== Text shown ==

If you had a mild case of COVID-19 recently and are wondering about your immunity with conversations around the booster dose, Dr. Cauwels said you likely have good protection.
But it’s worth a conversation with your primary care provider to find out if and when a booster is right for you.
Listen: Health and Wellness podcast: Infectious disease specialist talks COVID-19
“What we need to do now is just make sure that we’re protecting those folks who are at the highest risk,” Dr. Cauwels said.
He said more and more patients are seeking care weeks and months after a COVID-19 case with lingering health concerns. The World Health Organization said nearly 100 million are suffering from “long COVID” effects, which can include lung, heart and neurologic concerns.
While there is not widespread treatment for “long COVID” at this time, Dr. Cauwels recommends seeing your primary care provider who may refer you to a specialist to properly address your needs.
A recently published study from the Lancet Diabetes and Endocrinology Journal found an increased risk of diabetes within a year of recovering from COVID-19.
“It’s something you only really truly understand as you start to look at the population as a whole and realize that the incidence of diabetes is increasing during all of this,” Dr. Cauwels said. “I think those are the main reasons why preventing people from getting infected and making sure they get their vaccines is extremely important to make sure they are as protected as possible.”
One thing providers see routinely, he said, are patients who test positive for COVID-19 after being vaccinated have a fairly mild disease with little chance of developing complications later.
The FDA delayed its decision to authorize the use of the Pfizer vaccine for younger children until data on the effects of three doses is available.
The data originally presented didn’t do the job it was supposed to do – to prove the vaccine effectiveness in the doses chosen for small children.
“Adjusting that dose is fine and what we do in almost all dose studies for most vaccines,” Dr. Cauwels said. “In most cases, we’re not under this kind of a time crunch so that’s why waiting for this one seems like it’s a step or two longer than it was in the past.”
It’s an all-hands-on-deck situation to make sure the vaccine is safe and effective for kids in that age group before it’s submitted for use and brought to the market.
Right now, the vaccine is available, safe and effective, for kids 5 years and older.
Watch: What you need to know about the COVID-19 vaccine for kids 5+
The vaccine for kids has proven “extraordinarily protective” in preventing common life-threatening issues with COVID-19, Dr. Cauwels said, like a multisystem inflammatory syndrome (MIS-C) up to two months after infection.
Additionally, long-term “long COVID” effects are common in both children just like they are in adults.
New data shows women who are pregnant are more likely to get infected than non-pregnant women.
“The analysis, based on medical records of nearly 14 million U.S. patients since coronavirus immunization became available, found that pregnant people who are vaccinated have the greatest risk of developing COVID among a dozen medical states, including being an organ transplant recipient and having cancer,” the Washington Post states.

===
== Provided records ==

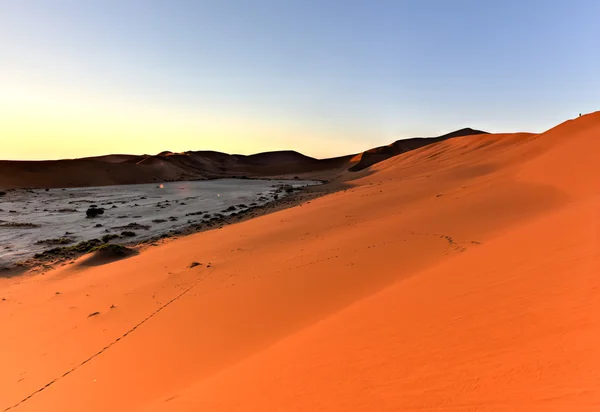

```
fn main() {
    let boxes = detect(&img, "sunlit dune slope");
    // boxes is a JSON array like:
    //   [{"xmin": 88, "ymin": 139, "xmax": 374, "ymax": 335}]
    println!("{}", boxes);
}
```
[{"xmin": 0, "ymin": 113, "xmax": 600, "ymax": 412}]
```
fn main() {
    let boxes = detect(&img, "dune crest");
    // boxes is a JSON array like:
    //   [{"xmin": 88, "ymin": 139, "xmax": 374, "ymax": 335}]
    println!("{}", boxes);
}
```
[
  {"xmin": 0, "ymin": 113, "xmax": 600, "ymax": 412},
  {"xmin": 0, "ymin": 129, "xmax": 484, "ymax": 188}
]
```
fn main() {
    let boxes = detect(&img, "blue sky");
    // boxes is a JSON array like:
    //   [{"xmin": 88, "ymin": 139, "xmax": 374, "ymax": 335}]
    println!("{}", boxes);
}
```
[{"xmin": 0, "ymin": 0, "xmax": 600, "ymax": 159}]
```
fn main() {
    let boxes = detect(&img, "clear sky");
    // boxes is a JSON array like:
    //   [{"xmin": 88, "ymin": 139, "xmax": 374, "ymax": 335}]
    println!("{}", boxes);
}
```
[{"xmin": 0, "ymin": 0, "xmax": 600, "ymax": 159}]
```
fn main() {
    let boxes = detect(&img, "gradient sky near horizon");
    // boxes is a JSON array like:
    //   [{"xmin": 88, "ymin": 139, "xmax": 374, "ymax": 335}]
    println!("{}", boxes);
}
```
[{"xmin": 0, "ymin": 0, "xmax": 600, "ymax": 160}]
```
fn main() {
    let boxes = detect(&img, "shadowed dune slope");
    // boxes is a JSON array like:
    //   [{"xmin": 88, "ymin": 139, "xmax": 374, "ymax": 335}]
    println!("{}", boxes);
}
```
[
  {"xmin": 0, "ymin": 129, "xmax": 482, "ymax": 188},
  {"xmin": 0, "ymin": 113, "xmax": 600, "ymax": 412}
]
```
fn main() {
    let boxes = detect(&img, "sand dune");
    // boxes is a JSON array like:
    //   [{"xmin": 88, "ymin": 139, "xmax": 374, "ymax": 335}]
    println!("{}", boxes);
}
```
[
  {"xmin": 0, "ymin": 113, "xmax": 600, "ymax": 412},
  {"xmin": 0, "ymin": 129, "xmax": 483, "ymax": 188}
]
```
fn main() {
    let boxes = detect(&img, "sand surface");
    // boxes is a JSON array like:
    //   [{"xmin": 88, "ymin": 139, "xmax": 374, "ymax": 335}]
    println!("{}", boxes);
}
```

===

• [Problem 1] Update the COVID-19 article, giving everything from "The FDA delayed" down to "to the market." with "time crunch" replaced by "deadline".
• [Problem 2]
Answer these questions from the COVID-19 article.
(a) According to the World Health Organization, about how many people are suffering from "long COVID" effects?
(b) Which journal published the study that found an increased risk of diabetes after recovering from COVID-19?
(c) For children of what age is the vaccine currently available?

• [Response 1]
The FDA delayed its decision to authorize the use of the Pfizer vaccine for younger children until data on the effects of three doses is available.
The data originally presented didn’t do the job it was supposed to do – to prove the vaccine effectiveness in the doses chosen for small children.
“Adjusting that dose is fine and what we do in almost all dose studies for most vaccines,” Dr. Cauwels said. “In most cases, we’re not under this kind of a deadline so that’s why waiting for this one seems like it’s a step or two longer than it was in the past.”
It’s an all-hands-on-deck situation to make sure the vaccine is safe and effective for kids in that age group before it’s submitted for use and brought to the market.

• [Response 2]
(a) Nearly 100 million.
(b) The Lancet Diabetes and Endocrinology Journal.
(c) Children 5 years and older.